* **PASSAGE TO READ**:
+-------+
Introducing Oracle Big Data Discovery Part 2: Data Transformation, Wrangling and Exploration

In yesterday’s post I looked at Oracle Big Data Discovery and how it brought the search and analytic capabilities of Endeca to Hadoop. We looked at how the Oracle Endeca Information Discovery Studio application works with a version of the Endeca Server engine to analyse and visualise sample sets of data from the Hadoop cluster, and how it uses Apache Spark to retrieve data from Hadoop and then transform that data to make it more suitable for data discovery and data analysis applications. Oracle Big Data Discovery is designed to work alongside ODI and GoldenGate for Big Data once you’ve decided on your main data flows, and Oracle Big Data SQL for BI tool and application access to the entire “data reservoir”. So how does Big Data Discovery work, and what role does it play in the overall big data project workflow?
+-------+
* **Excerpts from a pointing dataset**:

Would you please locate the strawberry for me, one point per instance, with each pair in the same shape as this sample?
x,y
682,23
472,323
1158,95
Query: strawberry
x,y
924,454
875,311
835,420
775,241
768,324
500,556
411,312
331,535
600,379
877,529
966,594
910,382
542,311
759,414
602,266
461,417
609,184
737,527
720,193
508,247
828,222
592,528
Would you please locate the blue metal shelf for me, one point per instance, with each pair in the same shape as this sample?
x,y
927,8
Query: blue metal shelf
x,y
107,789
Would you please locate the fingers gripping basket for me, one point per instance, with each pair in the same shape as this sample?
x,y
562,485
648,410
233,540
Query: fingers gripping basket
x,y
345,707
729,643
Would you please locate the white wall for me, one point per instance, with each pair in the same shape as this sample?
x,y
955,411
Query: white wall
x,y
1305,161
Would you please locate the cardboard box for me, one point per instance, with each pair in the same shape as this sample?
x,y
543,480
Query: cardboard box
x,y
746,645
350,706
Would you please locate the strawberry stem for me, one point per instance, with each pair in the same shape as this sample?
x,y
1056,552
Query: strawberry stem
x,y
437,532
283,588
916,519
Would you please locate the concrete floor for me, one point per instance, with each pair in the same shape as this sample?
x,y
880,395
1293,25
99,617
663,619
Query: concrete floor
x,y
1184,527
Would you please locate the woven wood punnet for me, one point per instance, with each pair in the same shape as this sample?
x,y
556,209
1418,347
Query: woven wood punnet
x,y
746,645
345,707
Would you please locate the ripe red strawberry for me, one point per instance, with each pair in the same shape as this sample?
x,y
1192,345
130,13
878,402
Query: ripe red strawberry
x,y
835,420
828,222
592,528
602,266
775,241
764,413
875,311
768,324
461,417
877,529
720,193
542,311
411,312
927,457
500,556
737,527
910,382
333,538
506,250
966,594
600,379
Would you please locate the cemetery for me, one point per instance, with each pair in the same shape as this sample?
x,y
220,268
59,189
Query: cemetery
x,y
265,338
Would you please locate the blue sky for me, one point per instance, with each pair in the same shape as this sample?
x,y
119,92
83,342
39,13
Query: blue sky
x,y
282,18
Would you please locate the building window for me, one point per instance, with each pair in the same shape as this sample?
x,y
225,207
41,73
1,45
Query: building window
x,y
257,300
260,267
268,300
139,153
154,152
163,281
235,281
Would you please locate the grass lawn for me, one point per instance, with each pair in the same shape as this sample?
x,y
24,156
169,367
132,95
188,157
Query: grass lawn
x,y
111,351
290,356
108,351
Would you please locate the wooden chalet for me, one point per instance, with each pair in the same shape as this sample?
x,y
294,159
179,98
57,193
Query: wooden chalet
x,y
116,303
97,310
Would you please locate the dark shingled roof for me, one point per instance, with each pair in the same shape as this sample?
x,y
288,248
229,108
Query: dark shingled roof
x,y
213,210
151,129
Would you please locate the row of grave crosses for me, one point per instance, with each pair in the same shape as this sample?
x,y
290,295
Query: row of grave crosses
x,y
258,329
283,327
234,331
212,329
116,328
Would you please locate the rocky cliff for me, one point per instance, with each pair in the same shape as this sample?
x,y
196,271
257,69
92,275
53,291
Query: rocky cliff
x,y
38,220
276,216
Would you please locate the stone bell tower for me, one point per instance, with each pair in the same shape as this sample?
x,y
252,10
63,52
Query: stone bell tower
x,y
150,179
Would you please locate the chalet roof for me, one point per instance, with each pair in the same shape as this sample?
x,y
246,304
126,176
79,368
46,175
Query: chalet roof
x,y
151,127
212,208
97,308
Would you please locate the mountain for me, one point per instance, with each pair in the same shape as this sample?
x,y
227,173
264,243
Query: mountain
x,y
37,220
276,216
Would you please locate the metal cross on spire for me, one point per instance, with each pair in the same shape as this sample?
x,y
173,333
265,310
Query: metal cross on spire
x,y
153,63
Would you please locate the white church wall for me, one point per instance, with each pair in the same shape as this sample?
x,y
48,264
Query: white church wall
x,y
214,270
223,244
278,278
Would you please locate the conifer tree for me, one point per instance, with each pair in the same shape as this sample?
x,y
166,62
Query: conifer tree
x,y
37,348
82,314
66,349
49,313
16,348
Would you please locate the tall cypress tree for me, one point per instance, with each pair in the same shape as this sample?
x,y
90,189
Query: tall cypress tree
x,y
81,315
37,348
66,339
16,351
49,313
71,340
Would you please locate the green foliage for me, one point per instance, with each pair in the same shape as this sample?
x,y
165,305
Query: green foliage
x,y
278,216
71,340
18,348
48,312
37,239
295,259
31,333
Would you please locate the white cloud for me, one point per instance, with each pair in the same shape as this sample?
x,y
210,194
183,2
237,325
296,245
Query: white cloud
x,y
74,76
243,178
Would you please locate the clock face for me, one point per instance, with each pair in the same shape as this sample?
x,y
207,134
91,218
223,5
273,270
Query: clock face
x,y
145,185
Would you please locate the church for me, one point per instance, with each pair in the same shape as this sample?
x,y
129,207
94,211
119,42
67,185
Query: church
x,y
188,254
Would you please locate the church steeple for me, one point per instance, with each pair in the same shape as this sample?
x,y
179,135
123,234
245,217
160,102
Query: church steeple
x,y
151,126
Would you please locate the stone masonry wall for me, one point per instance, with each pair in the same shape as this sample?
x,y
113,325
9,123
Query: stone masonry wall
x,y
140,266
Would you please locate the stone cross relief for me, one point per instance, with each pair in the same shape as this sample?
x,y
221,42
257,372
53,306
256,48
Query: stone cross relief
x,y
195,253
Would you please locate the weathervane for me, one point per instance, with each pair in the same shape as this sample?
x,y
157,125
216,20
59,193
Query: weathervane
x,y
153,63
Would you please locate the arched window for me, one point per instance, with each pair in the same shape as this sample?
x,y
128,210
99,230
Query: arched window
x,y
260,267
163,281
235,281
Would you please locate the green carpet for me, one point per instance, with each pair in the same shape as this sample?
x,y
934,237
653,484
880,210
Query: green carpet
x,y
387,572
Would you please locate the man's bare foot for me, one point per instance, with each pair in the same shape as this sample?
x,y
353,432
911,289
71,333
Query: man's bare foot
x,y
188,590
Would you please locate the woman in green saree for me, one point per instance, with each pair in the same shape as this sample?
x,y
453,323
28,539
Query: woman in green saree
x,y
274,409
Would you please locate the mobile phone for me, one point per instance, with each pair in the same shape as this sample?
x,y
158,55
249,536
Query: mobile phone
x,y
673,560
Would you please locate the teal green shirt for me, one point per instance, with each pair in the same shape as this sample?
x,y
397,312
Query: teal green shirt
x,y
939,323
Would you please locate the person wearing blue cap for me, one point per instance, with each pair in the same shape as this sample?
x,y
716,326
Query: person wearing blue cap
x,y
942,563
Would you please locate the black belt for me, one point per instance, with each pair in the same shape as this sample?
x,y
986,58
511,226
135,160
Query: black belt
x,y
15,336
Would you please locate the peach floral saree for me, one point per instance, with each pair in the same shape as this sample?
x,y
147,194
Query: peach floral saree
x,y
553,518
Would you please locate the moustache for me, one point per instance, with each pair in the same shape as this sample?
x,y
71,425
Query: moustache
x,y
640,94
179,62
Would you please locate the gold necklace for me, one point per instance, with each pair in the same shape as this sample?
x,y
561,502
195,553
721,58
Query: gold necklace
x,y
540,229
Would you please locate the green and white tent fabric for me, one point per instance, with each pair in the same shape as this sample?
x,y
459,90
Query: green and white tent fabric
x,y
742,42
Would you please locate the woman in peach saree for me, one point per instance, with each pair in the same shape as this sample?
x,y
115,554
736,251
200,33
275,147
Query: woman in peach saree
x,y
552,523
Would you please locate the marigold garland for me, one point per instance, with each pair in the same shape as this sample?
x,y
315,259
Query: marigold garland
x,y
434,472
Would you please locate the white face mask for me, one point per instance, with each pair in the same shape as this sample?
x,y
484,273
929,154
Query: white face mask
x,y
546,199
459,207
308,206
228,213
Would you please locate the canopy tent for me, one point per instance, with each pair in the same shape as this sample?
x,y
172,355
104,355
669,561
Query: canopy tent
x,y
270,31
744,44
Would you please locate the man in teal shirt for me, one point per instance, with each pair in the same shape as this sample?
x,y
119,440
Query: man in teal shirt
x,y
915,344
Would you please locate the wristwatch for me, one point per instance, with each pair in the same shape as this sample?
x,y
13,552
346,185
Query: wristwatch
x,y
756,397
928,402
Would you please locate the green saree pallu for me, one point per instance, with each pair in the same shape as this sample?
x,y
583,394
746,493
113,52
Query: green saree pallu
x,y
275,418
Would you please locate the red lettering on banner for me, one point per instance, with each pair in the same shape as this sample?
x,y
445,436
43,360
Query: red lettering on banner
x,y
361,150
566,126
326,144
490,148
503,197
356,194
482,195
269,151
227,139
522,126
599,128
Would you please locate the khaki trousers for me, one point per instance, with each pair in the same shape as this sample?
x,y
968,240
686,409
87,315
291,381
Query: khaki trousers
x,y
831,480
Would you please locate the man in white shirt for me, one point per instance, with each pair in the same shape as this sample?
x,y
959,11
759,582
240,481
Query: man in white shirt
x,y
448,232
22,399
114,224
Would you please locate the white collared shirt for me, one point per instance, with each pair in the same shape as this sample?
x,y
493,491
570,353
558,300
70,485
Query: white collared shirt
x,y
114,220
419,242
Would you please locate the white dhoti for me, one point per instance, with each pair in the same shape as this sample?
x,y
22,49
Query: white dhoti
+-------+
* **TASKS TO PERFORM**:
**A)** The Big Data Discovery passage names several products that Oracle Big Data Discovery is designed to work alongside. List all of them.
**B)** Using the Big Data Discovery passage, decide whether each statement agrees with it. Answer yes or no, and quote the words that settle it.
(i) Big Data Discovery uses Apache Spark to retrieve data from Hadoop.
(ii) The Oracle Endeca Information Discovery Studio application analyzes all the data in the Hadoop cluster rather than samples of it.
(iii) Oracle Big Data SQL gives BI tools and applications access to the entire data reservoir.

* **RESPONSES BY TASK**:
**A)**
- ODI
- GoldenGate for Big Data
- Oracle Big Data SQL

**B)**
(i) Yes: "it uses Apache Spark to retrieve data from Hadoop and then transform that data"
(ii) No: "to analyse and visualise sample sets of data from the Hadoop cluster"
(iii) Yes: "Oracle Big Data SQL for BI tool and application access to the entire “data reservoir”"